■ RAW DATA:
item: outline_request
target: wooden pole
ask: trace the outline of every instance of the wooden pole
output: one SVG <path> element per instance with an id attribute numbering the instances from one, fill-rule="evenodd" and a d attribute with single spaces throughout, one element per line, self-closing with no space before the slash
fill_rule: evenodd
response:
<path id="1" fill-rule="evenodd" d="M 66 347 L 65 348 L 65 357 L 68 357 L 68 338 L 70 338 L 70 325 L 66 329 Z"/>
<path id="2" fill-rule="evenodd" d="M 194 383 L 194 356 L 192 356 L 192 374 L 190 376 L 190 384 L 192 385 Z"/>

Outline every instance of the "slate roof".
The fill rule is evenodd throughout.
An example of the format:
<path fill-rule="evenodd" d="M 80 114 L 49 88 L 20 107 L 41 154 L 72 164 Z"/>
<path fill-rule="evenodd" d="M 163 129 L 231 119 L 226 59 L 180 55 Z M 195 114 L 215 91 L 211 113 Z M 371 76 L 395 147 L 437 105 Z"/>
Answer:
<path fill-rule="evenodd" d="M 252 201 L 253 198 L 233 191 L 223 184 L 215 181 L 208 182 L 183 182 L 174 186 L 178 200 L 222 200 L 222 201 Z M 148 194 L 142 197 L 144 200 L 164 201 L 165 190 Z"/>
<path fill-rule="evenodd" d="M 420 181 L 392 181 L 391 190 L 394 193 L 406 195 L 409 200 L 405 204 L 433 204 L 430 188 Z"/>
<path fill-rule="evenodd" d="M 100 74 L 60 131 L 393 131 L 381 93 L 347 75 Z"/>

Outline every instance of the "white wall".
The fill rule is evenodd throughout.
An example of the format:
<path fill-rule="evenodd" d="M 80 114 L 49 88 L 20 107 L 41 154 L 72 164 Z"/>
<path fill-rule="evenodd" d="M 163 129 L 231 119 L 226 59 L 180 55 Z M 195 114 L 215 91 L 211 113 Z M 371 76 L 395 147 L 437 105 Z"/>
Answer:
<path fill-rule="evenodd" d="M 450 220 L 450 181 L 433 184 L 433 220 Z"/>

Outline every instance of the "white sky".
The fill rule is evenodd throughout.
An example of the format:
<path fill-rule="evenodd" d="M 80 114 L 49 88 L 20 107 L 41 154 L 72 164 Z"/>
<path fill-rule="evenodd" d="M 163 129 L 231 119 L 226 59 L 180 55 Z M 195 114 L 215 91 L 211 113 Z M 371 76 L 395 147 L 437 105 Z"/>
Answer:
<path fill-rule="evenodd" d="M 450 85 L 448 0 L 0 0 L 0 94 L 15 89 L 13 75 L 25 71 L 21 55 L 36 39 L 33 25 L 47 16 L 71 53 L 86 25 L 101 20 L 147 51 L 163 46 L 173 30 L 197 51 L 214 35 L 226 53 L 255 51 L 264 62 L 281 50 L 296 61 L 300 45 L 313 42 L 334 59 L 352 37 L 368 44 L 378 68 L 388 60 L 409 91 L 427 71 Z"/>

■ EXERCISE PROMPT:
Reproduce all the records above, switching every occurrence of "An example" to "A sample" and leaving everything else unchanged.

■ PROBLEM SOLUTION:
item: outline_request
target: wooden pole
ask: trace the outline of every instance of the wooden pole
output: one SVG <path> element per instance with an id attribute numbering the instances from one, fill-rule="evenodd" and a d attribute with single spaces throughout, one element per line, self-closing with no space before the slash
fill_rule: evenodd
response:
<path id="1" fill-rule="evenodd" d="M 66 347 L 65 348 L 65 357 L 68 357 L 68 338 L 70 338 L 70 325 L 66 329 Z"/>
<path id="2" fill-rule="evenodd" d="M 194 383 L 194 356 L 192 356 L 192 374 L 190 376 L 190 384 L 192 385 Z"/>

Outline every instance of the "slate roof".
The fill rule is evenodd throughout.
A sample of the format:
<path fill-rule="evenodd" d="M 80 114 L 49 88 L 20 107 L 41 154 L 72 164 Z"/>
<path fill-rule="evenodd" d="M 163 129 L 231 119 L 226 59 L 180 55 Z M 195 114 L 215 91 L 211 113 Z M 371 76 L 395 147 L 437 105 Z"/>
Answer:
<path fill-rule="evenodd" d="M 252 201 L 253 198 L 233 191 L 223 184 L 215 181 L 208 182 L 183 182 L 174 186 L 178 200 L 222 200 L 222 201 Z M 148 194 L 142 197 L 144 200 L 164 201 L 165 190 Z"/>
<path fill-rule="evenodd" d="M 420 181 L 392 181 L 391 190 L 394 193 L 406 195 L 409 200 L 405 204 L 433 204 L 430 188 Z"/>
<path fill-rule="evenodd" d="M 100 74 L 60 131 L 393 131 L 381 93 L 347 75 Z"/>

Outline every instance of the "white wall".
The fill rule is evenodd throughout.
A sample of the format:
<path fill-rule="evenodd" d="M 80 114 L 49 88 L 20 107 L 41 154 L 72 164 Z"/>
<path fill-rule="evenodd" d="M 163 129 L 231 119 L 226 59 L 180 55 Z M 195 114 L 215 91 L 211 113 Z M 371 76 L 395 147 L 437 105 Z"/>
Answer:
<path fill-rule="evenodd" d="M 450 220 L 450 181 L 433 184 L 433 220 Z"/>

Outline every instance of the "white sky".
The fill rule is evenodd throughout.
A sample of the format:
<path fill-rule="evenodd" d="M 80 114 L 49 88 L 20 107 L 41 154 L 72 164 Z"/>
<path fill-rule="evenodd" d="M 163 129 L 231 119 L 226 59 L 180 55 Z M 195 114 L 215 91 L 211 113 Z M 371 76 L 395 147 L 437 105 Z"/>
Answer:
<path fill-rule="evenodd" d="M 450 85 L 448 0 L 0 0 L 0 94 L 15 89 L 13 75 L 25 71 L 21 55 L 36 39 L 33 25 L 47 16 L 71 53 L 86 25 L 101 20 L 147 51 L 163 46 L 173 30 L 197 51 L 214 35 L 226 53 L 255 51 L 264 62 L 281 50 L 296 61 L 300 45 L 313 42 L 334 59 L 352 37 L 368 44 L 378 68 L 388 60 L 409 91 L 427 71 Z"/>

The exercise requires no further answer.